Starting with the line that contains "of the engraved", write out each line through the end of the listing, unchanged. Output nothing else.
____
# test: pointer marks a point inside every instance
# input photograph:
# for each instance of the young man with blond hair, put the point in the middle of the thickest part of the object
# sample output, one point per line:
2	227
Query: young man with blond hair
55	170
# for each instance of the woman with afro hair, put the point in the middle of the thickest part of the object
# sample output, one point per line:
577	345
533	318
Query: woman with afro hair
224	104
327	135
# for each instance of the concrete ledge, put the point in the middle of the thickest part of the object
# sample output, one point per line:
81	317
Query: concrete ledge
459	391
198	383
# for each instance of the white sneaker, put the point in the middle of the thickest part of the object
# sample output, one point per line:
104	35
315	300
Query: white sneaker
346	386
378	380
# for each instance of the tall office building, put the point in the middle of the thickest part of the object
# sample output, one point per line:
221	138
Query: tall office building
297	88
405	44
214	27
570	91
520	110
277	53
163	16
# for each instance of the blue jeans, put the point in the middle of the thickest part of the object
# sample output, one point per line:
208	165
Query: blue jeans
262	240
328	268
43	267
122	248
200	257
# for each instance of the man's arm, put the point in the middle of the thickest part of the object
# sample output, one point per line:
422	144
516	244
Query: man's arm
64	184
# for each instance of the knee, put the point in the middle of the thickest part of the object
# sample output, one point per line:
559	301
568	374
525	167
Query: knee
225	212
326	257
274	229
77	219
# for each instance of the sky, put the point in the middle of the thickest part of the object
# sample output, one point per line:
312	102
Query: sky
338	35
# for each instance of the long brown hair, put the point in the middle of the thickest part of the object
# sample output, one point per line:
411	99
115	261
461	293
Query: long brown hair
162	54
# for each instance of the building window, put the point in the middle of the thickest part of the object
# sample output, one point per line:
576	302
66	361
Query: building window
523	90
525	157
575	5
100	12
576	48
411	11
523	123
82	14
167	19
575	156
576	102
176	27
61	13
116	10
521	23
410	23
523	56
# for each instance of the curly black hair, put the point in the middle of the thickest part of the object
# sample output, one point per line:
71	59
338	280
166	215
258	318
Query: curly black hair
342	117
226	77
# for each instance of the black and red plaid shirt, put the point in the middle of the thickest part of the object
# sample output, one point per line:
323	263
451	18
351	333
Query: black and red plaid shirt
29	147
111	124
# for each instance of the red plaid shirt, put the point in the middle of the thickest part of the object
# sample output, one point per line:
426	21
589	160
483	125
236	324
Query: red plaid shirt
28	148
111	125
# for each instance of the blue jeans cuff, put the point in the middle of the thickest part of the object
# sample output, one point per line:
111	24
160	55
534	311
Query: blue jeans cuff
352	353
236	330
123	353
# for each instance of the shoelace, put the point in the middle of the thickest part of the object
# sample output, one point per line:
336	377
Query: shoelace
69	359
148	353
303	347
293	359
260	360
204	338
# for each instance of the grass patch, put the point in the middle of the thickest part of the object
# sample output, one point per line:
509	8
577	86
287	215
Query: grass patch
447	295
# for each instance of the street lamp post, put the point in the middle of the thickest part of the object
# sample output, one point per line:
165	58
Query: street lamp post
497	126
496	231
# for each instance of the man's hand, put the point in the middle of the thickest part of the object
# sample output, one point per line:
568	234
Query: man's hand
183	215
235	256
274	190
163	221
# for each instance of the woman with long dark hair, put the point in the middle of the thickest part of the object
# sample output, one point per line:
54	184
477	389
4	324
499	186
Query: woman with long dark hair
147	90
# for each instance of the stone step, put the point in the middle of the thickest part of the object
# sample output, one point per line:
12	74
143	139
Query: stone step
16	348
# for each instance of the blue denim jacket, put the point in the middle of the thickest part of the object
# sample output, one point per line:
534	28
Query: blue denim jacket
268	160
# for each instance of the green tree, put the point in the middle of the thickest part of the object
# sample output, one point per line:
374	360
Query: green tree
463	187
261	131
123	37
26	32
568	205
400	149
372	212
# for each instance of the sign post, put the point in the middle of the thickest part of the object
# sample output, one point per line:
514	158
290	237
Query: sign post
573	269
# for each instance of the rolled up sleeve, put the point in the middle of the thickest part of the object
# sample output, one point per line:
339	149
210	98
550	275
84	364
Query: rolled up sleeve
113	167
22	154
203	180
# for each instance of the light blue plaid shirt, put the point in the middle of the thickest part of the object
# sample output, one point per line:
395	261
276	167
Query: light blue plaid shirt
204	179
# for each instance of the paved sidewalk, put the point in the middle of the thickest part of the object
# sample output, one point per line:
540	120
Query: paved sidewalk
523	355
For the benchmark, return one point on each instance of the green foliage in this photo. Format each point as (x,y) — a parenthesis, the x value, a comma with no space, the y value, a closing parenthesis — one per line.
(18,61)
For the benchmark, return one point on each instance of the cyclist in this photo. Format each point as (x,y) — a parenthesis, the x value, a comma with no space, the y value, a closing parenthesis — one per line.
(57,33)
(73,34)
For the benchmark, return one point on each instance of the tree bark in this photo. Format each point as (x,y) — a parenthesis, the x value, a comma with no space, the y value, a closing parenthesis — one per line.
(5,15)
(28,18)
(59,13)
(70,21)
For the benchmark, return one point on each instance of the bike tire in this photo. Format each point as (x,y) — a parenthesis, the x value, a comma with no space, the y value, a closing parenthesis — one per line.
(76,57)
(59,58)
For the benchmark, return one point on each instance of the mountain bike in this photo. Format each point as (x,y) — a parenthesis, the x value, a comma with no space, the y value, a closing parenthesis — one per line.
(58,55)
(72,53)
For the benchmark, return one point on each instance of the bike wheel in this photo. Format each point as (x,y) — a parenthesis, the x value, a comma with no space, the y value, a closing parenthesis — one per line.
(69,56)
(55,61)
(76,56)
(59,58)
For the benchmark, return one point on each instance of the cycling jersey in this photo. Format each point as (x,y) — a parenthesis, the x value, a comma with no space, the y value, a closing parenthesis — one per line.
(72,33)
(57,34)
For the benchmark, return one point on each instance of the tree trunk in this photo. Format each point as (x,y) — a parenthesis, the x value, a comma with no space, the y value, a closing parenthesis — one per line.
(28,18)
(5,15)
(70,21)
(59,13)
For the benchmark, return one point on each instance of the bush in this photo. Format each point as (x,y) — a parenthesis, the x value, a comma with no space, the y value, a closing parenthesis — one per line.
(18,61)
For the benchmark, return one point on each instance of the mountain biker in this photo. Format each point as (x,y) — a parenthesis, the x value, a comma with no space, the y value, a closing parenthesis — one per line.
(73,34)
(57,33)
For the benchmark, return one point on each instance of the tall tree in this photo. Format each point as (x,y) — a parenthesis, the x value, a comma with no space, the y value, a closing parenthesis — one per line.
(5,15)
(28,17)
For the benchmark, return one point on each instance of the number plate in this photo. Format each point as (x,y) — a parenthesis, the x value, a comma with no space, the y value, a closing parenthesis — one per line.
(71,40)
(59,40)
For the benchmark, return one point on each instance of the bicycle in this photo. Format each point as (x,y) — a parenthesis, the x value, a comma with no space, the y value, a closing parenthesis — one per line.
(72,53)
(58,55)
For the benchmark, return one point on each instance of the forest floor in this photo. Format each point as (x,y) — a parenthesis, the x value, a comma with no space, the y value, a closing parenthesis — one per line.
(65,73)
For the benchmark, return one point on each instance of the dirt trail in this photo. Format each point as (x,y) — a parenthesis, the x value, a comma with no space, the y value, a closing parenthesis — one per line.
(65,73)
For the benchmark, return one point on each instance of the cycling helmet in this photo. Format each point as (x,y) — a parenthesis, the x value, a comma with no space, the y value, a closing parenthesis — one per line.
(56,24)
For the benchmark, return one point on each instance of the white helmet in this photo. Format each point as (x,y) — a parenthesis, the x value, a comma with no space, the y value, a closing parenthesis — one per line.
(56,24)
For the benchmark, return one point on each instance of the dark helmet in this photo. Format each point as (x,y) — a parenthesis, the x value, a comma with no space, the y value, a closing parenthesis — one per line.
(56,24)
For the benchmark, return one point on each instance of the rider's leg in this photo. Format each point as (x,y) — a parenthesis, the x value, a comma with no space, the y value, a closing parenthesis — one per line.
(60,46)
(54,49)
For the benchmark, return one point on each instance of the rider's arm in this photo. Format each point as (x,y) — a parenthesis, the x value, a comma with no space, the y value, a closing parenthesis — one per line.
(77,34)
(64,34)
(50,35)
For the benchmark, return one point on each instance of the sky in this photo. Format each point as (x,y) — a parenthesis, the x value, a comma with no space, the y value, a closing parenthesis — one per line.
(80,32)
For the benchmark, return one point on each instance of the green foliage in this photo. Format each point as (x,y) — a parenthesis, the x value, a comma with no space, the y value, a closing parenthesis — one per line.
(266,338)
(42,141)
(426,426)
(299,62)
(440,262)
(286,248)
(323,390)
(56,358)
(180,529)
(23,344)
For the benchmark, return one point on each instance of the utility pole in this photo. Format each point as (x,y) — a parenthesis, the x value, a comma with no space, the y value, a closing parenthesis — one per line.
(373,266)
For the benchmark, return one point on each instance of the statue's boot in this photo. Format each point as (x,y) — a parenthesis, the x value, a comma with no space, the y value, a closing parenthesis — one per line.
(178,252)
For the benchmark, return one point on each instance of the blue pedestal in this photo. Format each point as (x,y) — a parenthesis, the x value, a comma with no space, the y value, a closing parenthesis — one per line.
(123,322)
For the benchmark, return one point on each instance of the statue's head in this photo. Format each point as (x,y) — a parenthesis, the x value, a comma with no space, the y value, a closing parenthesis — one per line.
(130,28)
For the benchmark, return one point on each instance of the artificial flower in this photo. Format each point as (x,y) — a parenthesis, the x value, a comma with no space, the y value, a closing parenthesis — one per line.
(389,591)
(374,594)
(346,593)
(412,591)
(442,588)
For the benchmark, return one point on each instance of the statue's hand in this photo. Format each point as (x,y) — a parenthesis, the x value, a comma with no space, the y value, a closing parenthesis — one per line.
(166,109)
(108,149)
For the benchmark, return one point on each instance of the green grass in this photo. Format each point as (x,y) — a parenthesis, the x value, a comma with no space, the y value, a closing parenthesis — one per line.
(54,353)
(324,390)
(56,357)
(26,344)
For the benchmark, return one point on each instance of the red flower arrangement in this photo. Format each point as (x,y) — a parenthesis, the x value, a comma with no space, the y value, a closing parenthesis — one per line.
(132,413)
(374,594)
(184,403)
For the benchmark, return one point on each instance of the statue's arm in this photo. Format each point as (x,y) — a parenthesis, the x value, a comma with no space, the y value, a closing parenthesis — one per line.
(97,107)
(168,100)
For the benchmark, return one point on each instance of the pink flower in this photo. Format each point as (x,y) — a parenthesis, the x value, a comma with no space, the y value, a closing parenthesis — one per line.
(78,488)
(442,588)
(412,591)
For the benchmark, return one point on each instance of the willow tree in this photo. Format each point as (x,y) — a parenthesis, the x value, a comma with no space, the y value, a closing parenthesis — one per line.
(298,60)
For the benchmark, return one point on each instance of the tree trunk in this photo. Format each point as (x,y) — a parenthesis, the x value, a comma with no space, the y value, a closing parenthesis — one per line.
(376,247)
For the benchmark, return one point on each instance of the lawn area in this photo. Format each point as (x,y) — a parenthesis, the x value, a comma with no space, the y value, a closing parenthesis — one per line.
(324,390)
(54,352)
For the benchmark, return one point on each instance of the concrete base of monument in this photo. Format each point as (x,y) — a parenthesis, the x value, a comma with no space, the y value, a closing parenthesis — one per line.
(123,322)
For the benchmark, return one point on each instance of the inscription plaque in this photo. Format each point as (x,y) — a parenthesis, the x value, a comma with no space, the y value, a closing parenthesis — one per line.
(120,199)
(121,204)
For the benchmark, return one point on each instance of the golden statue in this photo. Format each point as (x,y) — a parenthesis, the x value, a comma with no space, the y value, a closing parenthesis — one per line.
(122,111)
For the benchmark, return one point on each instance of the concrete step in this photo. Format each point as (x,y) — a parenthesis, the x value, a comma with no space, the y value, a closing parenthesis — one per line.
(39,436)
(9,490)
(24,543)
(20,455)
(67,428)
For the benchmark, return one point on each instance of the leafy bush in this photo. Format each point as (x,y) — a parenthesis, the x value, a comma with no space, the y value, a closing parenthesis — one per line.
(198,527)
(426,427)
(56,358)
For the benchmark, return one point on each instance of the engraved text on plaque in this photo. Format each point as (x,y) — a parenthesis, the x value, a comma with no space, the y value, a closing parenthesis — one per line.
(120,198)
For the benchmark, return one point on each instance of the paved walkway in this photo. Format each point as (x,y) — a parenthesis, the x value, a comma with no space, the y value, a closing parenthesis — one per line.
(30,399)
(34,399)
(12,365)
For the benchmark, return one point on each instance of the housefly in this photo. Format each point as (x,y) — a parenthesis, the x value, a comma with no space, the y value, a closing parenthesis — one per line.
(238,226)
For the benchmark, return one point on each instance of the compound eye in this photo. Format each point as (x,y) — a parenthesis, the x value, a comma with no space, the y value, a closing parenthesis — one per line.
____
ANSWER TO THIS PROBLEM
For the benchmark, return one point on each instance of the engraved text on plaque in this photo. Format each point as (x,y) — a parenthesis, the x value, a comma with no space, the y value, a closing parenthesis — one per line.
(120,198)
For the benchmark, return one point on each instance of the paved walkway in this photo. Format each point as (x,y) — a parenthesis, the x value, a comma with no space, the y value, a closing parenthesis — one per line.
(30,399)
(34,399)
(12,365)
For the benchmark, return one point on each instance of the housefly in this photo. Format each point as (x,y) — a parenthesis, the x value, a comma with no space, the y value, a closing parenthesis — one per line.
(238,226)
For the benchmark, return one point on each instance of the compound eye in this photo. Format each point as (x,y) — a parenthesis, the x value, a comma with no space, the y value, a closing parenthesis — one per line.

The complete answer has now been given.